> Task goal
Rewrite the records from their first line up to and including the line that contains "154L1103 222L1100 234L1052", with every "rough mask" changed to "coarse mask" and nothing else altered. Give back only those lines.

*** Data shown Section Begins ***

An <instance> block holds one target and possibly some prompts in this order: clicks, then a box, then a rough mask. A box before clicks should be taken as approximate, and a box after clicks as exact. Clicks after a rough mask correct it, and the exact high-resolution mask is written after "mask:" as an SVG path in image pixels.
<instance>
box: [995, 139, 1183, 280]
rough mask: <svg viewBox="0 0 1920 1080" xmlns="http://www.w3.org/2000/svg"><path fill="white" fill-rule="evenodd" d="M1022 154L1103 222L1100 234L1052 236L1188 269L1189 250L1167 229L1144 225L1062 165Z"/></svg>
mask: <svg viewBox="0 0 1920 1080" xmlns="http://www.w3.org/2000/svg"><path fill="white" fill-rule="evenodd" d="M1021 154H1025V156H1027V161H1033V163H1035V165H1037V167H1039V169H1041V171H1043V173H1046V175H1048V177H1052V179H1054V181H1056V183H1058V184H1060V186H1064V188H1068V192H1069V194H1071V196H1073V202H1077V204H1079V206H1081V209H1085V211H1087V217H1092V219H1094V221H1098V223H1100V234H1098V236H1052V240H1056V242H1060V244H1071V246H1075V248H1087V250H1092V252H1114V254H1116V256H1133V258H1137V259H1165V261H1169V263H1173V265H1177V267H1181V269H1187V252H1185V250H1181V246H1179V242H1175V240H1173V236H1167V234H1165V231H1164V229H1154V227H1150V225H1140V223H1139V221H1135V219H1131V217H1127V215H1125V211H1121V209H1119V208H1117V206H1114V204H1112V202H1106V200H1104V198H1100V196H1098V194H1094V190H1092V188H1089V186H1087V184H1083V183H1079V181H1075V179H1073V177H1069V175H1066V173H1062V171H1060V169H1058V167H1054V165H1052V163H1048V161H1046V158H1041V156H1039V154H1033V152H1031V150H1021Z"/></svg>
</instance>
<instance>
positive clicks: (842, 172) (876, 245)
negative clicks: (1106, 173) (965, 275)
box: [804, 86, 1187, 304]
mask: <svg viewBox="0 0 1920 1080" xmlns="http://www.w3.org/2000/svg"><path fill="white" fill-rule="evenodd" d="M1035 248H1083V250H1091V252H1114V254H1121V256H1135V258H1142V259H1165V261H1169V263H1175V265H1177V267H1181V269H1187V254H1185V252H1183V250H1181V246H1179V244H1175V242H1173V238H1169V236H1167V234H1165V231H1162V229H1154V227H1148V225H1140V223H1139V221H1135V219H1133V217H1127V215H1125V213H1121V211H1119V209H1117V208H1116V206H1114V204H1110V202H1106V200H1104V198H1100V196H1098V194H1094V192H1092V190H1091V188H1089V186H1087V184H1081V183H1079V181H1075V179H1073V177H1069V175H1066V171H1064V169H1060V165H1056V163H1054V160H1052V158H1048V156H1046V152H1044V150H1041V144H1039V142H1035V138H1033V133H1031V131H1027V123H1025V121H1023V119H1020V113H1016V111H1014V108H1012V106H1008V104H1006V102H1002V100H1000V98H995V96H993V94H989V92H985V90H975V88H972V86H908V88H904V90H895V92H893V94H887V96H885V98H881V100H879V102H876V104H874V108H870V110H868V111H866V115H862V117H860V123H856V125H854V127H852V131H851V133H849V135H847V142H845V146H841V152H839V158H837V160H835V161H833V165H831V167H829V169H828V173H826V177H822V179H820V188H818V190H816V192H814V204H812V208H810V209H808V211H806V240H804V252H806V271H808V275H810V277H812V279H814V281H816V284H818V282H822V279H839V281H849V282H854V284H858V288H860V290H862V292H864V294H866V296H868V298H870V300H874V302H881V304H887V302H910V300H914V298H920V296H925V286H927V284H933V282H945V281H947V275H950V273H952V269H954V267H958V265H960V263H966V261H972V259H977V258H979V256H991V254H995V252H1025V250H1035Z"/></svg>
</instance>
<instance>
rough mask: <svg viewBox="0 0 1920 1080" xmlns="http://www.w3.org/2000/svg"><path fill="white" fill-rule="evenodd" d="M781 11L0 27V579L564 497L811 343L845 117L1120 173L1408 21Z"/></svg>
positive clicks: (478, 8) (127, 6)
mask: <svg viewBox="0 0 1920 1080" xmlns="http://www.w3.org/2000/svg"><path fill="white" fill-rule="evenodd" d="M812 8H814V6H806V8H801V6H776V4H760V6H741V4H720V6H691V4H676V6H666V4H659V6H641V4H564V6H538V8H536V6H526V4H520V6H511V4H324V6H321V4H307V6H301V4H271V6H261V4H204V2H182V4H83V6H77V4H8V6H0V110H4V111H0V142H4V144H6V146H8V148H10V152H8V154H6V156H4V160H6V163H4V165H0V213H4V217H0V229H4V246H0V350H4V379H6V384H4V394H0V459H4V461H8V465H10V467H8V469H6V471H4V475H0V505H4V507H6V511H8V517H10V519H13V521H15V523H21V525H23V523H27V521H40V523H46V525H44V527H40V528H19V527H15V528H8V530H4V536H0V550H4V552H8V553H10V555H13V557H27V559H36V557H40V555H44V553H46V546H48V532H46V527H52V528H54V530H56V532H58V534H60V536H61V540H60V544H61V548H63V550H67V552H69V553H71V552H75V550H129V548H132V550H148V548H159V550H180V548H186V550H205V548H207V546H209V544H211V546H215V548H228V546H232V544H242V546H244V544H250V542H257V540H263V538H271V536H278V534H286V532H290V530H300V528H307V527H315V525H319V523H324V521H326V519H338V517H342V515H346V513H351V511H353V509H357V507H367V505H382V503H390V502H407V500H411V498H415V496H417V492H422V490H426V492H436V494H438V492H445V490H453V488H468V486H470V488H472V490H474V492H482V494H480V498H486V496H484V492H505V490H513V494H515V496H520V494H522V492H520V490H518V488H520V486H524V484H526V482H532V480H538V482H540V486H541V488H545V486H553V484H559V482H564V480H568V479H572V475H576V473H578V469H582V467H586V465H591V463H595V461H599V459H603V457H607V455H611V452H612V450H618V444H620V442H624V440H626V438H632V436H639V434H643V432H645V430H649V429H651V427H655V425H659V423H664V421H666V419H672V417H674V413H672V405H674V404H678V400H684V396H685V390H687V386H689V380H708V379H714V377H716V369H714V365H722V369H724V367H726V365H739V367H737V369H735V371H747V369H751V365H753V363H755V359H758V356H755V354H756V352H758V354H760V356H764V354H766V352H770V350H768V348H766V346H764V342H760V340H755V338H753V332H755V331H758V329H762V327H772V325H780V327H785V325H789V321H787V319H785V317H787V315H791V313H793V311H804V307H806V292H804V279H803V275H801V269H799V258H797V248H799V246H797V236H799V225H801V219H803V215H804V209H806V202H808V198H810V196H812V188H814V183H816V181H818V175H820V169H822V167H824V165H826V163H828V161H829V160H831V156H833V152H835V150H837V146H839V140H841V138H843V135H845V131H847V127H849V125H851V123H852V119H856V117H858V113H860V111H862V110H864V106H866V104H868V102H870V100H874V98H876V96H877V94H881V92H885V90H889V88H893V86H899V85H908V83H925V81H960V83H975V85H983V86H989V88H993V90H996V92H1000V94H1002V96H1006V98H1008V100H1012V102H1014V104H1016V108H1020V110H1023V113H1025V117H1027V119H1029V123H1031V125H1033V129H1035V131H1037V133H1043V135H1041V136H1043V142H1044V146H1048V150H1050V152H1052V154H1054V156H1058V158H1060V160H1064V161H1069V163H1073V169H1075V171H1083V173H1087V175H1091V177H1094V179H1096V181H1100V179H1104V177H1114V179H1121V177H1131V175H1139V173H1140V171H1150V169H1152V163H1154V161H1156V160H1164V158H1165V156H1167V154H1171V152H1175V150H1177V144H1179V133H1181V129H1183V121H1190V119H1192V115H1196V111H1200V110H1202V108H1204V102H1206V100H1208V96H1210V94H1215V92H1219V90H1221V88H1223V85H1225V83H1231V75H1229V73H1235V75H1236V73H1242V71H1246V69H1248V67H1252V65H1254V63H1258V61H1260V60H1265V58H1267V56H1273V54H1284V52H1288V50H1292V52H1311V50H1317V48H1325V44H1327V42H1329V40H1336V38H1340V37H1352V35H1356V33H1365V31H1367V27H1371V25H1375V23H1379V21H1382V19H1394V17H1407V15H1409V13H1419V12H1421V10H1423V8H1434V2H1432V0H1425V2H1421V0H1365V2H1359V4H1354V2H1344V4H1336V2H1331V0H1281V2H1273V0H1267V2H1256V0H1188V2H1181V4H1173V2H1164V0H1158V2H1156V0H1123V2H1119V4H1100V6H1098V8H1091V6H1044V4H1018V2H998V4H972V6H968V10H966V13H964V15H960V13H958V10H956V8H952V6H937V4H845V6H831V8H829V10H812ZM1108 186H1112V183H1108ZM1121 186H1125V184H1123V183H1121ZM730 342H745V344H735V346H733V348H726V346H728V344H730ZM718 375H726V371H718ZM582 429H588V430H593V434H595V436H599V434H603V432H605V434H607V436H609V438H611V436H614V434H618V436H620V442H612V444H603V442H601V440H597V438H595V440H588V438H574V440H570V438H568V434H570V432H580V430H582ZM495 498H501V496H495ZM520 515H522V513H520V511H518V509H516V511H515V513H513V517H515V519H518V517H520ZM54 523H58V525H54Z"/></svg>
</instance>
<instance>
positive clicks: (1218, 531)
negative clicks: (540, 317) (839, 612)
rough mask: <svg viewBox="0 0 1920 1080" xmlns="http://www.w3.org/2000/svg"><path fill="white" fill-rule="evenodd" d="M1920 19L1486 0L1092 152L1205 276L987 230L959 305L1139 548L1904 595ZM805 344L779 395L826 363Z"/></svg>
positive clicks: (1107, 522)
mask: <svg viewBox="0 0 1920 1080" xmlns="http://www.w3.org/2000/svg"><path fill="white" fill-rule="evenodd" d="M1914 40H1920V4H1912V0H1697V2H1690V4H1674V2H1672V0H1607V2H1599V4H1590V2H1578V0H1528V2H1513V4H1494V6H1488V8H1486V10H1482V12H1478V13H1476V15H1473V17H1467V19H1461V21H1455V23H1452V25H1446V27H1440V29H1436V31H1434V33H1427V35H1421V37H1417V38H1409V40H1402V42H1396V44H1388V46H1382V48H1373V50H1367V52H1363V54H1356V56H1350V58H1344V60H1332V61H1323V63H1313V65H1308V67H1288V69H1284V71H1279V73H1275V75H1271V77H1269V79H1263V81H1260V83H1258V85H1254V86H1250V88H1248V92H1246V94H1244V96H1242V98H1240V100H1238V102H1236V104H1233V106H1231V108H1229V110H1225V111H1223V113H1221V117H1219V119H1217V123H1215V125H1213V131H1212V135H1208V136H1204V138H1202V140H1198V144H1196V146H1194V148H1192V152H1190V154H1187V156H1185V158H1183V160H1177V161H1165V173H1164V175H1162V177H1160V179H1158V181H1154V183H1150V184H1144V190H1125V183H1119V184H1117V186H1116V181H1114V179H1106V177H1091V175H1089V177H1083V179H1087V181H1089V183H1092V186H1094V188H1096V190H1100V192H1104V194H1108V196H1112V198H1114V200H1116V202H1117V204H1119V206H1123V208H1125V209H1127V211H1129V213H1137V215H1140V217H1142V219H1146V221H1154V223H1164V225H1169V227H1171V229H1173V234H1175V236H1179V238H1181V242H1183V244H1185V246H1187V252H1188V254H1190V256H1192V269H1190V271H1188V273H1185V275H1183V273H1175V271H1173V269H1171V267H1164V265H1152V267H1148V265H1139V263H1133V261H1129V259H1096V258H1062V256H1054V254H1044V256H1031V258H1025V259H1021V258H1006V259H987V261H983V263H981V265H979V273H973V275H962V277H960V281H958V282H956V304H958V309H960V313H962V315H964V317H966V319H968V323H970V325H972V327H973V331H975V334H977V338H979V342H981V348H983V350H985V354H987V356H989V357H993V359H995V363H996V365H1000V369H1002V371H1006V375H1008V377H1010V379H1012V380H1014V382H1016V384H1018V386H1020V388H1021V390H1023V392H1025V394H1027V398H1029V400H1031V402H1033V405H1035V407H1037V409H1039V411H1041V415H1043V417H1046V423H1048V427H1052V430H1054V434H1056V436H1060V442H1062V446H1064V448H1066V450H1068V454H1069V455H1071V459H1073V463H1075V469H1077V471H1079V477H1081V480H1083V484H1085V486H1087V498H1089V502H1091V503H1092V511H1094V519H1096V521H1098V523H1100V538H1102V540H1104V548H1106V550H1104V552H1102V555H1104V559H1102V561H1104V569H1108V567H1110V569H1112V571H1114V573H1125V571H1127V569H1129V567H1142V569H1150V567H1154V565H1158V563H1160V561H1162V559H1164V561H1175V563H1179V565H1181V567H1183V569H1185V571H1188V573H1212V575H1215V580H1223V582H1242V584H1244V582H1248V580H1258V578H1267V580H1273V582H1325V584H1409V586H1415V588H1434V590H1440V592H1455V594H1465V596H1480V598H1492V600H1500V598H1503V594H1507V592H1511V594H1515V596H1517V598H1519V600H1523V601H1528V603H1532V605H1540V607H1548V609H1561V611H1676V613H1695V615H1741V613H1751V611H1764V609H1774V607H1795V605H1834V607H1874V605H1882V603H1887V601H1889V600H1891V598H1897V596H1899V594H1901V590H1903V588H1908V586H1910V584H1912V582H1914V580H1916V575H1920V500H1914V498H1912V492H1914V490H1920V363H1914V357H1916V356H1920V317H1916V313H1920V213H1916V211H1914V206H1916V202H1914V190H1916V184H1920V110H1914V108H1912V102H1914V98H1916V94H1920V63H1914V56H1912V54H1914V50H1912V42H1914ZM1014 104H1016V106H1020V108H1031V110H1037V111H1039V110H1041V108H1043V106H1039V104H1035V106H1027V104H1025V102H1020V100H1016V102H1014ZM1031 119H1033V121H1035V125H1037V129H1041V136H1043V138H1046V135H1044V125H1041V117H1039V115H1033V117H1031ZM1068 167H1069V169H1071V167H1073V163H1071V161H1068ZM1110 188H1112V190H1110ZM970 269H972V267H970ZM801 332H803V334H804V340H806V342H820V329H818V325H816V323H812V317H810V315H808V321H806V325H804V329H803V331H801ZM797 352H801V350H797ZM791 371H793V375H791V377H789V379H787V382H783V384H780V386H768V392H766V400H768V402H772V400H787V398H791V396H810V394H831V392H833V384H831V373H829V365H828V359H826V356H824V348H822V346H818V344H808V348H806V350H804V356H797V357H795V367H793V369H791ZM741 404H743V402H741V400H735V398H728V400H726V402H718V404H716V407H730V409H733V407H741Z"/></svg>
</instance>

*** Data shown Section Ends ***

> Response area
An <instance> block holds one target and possibly some prompts in this order: clicks, then a box, then a coarse mask. A box before clicks should be taken as approximate, and a box after clicks as exact. Clicks after a coarse mask correct it, and the exact high-resolution mask is written after "mask:" as an SVG path in image pixels.
<instance>
box: [995, 139, 1183, 280]
coarse mask: <svg viewBox="0 0 1920 1080" xmlns="http://www.w3.org/2000/svg"><path fill="white" fill-rule="evenodd" d="M1022 154L1103 222L1100 234L1052 236L1188 269L1189 250L1167 229L1144 225L1062 165Z"/></svg>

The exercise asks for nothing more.